= What is being asked =
Please repeat the entries below, starting at the line that contains "Can you see the green garden" and ending at the line that contains "[1010, 570]", with both of those lines included.
[start of Material provided]
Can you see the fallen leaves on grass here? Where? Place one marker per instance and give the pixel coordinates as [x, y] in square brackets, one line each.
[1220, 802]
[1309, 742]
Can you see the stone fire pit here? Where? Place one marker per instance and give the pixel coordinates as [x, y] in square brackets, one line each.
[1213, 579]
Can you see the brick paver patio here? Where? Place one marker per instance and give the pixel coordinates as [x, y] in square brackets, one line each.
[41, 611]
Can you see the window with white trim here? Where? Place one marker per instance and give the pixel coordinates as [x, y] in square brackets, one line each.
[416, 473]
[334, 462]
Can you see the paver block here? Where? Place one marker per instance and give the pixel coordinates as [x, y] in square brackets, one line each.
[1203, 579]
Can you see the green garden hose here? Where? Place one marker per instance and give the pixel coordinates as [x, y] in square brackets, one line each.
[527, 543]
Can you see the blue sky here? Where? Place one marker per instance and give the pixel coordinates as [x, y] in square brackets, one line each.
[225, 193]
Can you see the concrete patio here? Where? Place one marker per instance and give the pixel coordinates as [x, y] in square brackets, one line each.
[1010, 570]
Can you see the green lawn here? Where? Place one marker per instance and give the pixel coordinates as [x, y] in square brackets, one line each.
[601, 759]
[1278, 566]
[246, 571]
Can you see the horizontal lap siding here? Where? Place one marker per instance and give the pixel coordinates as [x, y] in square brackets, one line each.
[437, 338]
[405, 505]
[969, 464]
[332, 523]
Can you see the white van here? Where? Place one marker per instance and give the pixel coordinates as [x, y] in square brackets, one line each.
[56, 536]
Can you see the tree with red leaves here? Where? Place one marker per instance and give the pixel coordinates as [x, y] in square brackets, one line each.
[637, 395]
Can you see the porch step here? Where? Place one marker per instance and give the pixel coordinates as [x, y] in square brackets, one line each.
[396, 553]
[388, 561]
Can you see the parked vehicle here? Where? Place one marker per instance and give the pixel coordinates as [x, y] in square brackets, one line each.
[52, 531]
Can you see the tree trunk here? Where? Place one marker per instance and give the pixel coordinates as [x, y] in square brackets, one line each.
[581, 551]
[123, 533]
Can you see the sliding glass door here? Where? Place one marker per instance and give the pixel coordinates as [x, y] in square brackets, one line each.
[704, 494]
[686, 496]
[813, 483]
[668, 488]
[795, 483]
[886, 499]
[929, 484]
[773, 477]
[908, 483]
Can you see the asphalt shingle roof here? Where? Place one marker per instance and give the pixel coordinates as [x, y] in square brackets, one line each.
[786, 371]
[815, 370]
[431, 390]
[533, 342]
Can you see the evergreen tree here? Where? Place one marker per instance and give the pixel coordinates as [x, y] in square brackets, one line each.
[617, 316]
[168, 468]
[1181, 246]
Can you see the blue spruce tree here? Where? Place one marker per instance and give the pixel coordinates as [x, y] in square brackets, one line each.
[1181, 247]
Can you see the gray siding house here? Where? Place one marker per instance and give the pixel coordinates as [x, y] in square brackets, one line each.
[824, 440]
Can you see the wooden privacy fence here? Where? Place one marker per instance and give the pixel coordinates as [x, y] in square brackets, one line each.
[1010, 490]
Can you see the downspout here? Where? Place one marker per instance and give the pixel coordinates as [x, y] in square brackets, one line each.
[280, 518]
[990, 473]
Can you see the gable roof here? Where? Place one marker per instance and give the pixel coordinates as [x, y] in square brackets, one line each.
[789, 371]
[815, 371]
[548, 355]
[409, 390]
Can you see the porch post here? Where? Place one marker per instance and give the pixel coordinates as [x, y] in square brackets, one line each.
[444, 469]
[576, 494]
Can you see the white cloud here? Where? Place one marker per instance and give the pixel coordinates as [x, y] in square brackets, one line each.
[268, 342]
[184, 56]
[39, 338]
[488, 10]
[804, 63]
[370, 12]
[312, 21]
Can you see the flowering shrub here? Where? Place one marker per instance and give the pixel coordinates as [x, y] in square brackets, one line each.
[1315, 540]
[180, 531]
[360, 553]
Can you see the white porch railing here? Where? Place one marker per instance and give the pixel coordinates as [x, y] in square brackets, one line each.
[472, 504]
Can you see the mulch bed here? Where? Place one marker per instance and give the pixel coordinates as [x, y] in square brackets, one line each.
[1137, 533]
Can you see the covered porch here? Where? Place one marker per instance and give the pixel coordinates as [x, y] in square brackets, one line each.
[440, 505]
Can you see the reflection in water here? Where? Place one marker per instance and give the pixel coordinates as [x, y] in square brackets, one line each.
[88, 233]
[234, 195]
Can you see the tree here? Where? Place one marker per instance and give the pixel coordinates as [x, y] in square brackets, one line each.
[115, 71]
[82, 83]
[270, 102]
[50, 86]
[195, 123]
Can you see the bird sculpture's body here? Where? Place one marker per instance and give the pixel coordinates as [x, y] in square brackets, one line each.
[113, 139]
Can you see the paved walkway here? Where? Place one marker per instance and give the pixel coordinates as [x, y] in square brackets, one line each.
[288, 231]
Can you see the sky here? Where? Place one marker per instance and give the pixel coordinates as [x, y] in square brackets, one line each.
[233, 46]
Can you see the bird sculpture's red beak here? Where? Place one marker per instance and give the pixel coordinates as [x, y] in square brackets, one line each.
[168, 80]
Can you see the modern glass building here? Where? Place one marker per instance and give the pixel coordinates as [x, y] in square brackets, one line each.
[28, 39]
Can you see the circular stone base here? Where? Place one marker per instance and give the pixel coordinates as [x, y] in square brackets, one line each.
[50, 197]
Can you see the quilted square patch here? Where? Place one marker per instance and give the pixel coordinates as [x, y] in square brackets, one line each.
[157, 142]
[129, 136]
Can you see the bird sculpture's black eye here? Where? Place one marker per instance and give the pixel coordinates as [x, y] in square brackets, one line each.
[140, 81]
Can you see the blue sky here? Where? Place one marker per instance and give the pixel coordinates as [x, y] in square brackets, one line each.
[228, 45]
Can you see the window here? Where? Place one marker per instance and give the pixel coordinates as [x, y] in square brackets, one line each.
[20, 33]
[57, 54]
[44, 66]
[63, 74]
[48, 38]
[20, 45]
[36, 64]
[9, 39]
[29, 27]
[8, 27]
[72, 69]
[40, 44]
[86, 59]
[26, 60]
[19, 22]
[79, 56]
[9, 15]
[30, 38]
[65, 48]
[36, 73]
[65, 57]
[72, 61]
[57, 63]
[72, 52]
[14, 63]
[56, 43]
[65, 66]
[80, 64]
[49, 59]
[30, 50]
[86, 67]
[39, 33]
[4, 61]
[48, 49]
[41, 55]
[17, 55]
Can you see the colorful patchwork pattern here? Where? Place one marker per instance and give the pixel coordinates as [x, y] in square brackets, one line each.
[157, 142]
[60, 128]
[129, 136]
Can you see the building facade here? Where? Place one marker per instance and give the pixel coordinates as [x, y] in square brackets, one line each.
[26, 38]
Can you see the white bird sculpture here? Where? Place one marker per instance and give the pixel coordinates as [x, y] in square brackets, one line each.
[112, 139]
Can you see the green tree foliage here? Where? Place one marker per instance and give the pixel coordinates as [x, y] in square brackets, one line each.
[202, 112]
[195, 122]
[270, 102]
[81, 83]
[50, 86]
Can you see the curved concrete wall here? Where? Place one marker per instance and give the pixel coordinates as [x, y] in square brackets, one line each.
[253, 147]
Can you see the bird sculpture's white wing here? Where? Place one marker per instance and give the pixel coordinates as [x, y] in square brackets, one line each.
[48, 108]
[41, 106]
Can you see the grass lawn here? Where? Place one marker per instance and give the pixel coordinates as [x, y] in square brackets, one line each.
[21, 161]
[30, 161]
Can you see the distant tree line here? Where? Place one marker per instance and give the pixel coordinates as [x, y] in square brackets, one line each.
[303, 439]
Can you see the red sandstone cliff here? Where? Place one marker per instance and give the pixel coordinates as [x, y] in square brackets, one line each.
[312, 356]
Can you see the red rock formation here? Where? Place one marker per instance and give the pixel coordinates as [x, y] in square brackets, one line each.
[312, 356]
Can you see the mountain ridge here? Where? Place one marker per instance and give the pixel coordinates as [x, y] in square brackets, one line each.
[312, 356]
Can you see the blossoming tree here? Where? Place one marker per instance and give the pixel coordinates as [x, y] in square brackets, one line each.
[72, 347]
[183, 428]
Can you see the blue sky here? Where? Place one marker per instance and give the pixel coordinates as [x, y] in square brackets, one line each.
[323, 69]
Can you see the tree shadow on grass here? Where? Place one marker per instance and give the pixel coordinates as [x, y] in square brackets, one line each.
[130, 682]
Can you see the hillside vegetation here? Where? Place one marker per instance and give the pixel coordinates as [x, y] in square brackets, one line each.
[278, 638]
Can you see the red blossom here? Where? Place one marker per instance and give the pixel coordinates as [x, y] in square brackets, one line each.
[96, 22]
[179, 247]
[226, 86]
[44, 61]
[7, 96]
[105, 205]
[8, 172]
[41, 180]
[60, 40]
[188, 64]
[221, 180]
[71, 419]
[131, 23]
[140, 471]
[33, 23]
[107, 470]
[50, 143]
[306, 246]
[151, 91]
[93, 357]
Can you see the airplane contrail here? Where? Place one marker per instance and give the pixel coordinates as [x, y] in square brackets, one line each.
[end of Material provided]
= Output below =
Can you see the green garden hose here? Where? Place one marker per instance and give the pixel coordinates as [x, y] in square brackets, one line each.
[527, 543]
Can you see the blue sky here? Where? Place one marker per instance and give the pixel coordinates as [x, y] in square brackets, one line each.
[225, 193]
Can you see the concrete patio here? Where? Place one marker per instance and give the pixel coordinates as [x, y] in square brackets, one line each.
[1010, 570]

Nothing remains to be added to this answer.